:: QUOTED PASSAGE ::

The Reserve Bank of India (RBI) kept its key policy rates unchanged on Friday, for the sixth consecutive time and at record lows, as it continued with its “accommodative stance to revive and sustain growth on sustainable basis” amid the second wave of the coronavirus pandemic. “The Monetary Policy Committee (MPC) voted to maintain status quo ie repo rate remains unchanged at 4%. MCC also decided to continue with accommodative stance as long as necessary to revive and sustain growth on durable basis and to mitigate impact of Covid on economy,” RBI governor Shaktikanta Das said in Mumbai after MPC’s three-day meeting.

“The MPC was of the view that at this juncture policy support from all sides is required to gain the momentum of growth that was evident in the second half of 2021 and to nurture the recovery after it has taken root,” Das said.

Das added that the RBI kept the reverse repo rate, or borrowing rate, at 3.35 percent. Due to the impact of the second wave of the coronavirus pandemic, the central bank lowered its forecast for economic growth for the current fiscal year to 9.5 percent from a previous projection of 10.5 percent. He also stated that the Marginal Standing Facility (MSF) rate and bank rates were both kept at 4.25 percent.

Since March 2020, the RBI has cut the repo rate, or key lending rate, by a total of 115 basis points (bps) to cushion the blow of the coronavirus pandemic. On June 1, the MPC, the RBI’s rate-setting panel, began its three-day monetary policy deliberations.

:::
:: DATASET EXCERPTS ::

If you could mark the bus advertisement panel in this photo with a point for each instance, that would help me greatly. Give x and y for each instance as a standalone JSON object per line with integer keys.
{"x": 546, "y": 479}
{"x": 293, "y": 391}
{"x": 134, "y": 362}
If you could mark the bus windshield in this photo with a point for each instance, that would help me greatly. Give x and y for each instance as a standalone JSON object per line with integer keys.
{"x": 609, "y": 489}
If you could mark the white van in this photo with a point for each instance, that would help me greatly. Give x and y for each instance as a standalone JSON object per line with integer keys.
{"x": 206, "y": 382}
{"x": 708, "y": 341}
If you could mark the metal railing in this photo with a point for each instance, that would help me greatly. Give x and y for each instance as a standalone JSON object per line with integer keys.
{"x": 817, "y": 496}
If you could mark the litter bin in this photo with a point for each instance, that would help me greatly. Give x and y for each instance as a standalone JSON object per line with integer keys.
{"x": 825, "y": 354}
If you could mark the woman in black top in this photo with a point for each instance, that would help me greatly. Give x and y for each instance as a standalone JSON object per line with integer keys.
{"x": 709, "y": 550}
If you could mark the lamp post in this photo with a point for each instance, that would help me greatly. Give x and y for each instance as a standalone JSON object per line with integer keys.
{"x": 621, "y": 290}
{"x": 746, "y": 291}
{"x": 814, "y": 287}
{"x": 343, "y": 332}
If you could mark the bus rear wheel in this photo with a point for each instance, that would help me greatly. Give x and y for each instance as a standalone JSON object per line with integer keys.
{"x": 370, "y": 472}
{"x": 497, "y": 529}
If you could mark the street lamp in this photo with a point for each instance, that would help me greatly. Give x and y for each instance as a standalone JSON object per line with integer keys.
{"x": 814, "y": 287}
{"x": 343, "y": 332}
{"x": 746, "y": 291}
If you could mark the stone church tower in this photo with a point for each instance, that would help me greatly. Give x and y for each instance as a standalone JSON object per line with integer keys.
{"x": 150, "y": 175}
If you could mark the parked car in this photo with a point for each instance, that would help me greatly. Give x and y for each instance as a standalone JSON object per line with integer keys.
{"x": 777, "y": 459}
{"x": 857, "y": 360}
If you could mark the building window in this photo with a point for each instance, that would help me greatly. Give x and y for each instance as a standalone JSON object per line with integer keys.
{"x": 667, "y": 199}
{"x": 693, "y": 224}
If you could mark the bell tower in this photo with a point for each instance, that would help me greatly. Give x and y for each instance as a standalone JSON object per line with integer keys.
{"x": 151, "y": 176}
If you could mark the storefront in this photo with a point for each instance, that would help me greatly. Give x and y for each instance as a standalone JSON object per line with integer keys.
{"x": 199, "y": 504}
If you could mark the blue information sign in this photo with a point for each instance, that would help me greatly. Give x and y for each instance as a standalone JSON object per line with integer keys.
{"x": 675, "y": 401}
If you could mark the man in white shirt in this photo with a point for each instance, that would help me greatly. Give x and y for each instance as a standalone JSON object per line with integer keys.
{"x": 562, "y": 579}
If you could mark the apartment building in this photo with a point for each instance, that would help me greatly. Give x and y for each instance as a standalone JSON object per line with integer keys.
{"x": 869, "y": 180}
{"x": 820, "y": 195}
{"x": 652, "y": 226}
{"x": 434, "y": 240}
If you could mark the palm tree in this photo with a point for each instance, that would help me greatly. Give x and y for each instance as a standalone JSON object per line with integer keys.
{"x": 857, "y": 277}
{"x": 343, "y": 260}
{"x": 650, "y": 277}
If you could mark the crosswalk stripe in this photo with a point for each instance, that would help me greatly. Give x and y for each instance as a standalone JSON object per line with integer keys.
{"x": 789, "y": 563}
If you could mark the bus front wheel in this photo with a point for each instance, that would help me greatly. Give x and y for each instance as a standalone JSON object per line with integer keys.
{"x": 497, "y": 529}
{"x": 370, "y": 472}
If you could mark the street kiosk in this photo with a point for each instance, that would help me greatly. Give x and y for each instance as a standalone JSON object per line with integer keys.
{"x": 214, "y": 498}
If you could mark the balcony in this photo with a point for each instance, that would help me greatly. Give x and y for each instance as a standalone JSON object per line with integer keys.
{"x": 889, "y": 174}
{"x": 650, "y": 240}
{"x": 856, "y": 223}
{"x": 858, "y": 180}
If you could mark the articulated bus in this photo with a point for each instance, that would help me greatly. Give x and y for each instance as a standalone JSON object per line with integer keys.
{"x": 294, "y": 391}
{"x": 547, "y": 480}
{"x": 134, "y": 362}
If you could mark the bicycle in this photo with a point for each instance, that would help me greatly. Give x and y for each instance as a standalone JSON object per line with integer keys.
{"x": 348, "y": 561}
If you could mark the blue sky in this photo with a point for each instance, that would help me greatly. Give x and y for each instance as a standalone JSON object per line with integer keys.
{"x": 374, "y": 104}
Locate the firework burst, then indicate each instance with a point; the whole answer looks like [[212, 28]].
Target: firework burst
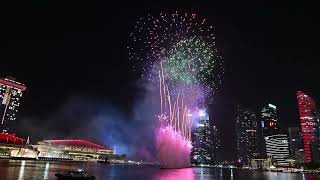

:::

◆ TASK 1
Sum up the RBI rate report in two sentences.
◆ TASK 2
Pick up the RBI rate report after its last sentence, "On June 1, the MPC, the RBI's rate-setting panel, began its three-day monetary policy deliberations."
The listing was taken from a different source than the RBI rate report.

◆ WRITTEN REPLY 1
The Reserve Bank of India held its repo rate at a record-low 4% for the sixth time in a row and kept its accommodative stance to support growth during the second wave of the coronavirus pandemic. It also kept the reverse repo rate at 3.35 percent and the MSF and bank rates at 4.25 percent, and cut its growth forecast for the fiscal year to 9.5 percent from 10.5 percent.

◆ WRITTEN REPLY 2
On May 22, 2020, the central bank cut its policy rate to a historic low in an off-policy cycle to boost demand.


The RBI’s annual report, released last month, said that “the conduct of monetary policy in 2021-22 would be guided by evolving macroeconomic conditions, with a bias to remain supportive of growth till it gains traction on a durable basis while ensuring that inflation remains within the target”.

The central bank would also ensure that system-level liquidity remains comfortable during 2021-22, in line with the stance of monetary policy, and that monetary transmission continues unhindered while financial stability is maintained, according to the report.

The Indian economy grew by 1.6 percent in the first quarter of this year compared to the same period last year, but contracted by 7.3 percent for the entire fiscal year, the worst in more than 40 years.